(EXERCISE DESCRIPTION) Count the lines in the material below that contain the string "positive", treating uppercase and lowercase as different. Reply with the number only.

(Entries from a collection)
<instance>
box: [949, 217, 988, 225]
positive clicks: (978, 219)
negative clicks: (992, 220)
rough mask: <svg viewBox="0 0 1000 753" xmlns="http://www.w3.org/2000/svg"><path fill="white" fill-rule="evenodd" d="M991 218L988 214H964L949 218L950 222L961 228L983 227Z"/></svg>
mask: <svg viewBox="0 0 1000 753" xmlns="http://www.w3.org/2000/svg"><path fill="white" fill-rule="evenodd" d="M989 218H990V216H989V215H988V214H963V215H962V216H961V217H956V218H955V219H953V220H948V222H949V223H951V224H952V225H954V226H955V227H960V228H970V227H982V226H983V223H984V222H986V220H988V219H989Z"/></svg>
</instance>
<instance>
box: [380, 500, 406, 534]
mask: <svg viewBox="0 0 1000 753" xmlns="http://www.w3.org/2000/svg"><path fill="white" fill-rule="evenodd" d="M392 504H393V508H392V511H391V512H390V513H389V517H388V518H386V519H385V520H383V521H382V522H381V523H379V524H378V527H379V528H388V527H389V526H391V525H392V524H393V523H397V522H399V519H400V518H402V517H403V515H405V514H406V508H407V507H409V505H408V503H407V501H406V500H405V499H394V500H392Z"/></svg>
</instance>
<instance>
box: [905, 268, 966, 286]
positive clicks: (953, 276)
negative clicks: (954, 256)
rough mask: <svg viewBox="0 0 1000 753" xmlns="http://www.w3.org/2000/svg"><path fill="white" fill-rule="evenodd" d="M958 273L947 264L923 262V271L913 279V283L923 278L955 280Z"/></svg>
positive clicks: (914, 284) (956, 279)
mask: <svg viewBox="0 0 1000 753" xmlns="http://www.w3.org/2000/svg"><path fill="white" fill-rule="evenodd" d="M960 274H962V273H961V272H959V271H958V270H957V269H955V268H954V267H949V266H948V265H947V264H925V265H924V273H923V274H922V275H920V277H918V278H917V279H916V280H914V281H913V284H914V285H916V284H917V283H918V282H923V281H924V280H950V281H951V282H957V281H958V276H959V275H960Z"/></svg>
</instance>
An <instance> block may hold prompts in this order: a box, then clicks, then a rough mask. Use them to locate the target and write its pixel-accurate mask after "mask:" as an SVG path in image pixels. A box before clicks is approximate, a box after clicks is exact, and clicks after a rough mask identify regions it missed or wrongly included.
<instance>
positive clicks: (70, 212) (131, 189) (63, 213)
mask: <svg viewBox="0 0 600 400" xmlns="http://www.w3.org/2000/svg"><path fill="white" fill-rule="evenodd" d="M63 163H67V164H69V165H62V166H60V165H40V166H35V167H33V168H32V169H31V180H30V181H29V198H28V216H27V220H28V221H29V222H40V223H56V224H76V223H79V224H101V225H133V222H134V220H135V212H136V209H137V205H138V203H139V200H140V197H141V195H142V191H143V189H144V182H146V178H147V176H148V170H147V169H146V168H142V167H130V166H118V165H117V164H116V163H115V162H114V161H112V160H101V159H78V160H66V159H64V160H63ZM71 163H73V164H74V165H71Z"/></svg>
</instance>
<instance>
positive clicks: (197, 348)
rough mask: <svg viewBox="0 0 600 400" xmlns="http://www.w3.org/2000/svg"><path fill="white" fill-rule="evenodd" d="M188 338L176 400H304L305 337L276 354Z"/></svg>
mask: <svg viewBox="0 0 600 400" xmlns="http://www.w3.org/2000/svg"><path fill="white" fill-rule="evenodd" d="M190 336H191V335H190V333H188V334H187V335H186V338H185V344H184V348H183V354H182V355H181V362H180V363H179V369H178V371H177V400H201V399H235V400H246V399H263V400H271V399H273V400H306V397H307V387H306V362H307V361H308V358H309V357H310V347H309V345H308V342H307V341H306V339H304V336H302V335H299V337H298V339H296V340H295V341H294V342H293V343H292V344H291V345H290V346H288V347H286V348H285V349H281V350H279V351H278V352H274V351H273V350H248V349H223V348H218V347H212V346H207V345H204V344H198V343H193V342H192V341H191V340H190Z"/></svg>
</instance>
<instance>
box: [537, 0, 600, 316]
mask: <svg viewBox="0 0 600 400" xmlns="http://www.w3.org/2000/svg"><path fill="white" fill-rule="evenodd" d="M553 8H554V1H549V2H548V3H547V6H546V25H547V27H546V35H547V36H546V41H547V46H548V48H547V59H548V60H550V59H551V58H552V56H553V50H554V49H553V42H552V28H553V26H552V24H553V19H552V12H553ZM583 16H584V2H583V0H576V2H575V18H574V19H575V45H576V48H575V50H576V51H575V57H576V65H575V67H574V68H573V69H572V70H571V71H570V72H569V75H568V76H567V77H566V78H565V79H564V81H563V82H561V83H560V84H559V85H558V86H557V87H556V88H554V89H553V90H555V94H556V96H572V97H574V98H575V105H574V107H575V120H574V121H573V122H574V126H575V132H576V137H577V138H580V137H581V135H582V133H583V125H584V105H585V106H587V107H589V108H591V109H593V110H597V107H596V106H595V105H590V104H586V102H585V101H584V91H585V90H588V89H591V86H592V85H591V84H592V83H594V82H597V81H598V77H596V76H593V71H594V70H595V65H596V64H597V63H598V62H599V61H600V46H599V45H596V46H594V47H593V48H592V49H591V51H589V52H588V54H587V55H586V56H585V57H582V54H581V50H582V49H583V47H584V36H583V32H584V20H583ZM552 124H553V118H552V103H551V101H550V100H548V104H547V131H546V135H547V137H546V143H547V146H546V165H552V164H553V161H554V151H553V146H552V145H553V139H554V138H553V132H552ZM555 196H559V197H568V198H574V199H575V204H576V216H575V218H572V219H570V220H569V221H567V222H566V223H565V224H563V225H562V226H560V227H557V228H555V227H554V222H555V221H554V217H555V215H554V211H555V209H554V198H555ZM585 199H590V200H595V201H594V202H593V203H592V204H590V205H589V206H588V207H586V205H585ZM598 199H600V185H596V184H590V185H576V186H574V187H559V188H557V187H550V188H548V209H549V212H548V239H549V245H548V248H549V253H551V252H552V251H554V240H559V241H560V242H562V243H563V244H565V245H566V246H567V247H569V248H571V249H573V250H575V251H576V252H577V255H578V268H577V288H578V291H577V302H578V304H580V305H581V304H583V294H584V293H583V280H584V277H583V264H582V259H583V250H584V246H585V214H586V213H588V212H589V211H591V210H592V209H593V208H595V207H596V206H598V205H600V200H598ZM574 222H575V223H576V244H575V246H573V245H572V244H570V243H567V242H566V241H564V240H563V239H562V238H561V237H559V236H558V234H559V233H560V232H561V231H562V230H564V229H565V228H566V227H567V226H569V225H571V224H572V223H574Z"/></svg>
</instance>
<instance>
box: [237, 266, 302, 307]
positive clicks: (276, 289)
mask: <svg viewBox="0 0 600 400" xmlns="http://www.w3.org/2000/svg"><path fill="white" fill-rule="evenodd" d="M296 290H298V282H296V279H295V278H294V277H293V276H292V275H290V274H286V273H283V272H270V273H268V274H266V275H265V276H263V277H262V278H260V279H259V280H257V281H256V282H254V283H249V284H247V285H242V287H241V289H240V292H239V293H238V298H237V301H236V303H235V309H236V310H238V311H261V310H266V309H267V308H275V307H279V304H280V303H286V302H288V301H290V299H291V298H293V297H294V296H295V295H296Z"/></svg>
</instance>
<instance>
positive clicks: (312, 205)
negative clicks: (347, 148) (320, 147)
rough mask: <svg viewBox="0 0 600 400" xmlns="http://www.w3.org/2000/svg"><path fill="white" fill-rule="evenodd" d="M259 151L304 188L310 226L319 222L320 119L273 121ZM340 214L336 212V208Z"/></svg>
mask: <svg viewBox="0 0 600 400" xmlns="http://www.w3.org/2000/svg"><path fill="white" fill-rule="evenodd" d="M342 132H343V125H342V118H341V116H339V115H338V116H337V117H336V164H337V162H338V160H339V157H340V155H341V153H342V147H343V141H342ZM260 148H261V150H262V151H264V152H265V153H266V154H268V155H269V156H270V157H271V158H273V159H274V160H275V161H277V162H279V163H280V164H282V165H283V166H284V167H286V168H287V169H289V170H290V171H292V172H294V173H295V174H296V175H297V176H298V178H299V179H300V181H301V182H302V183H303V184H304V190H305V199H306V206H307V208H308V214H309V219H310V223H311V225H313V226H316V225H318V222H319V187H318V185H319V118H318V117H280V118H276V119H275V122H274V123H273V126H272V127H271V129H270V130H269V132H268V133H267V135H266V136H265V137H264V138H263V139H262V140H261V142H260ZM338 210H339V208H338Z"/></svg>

(FINISHED TASK) 7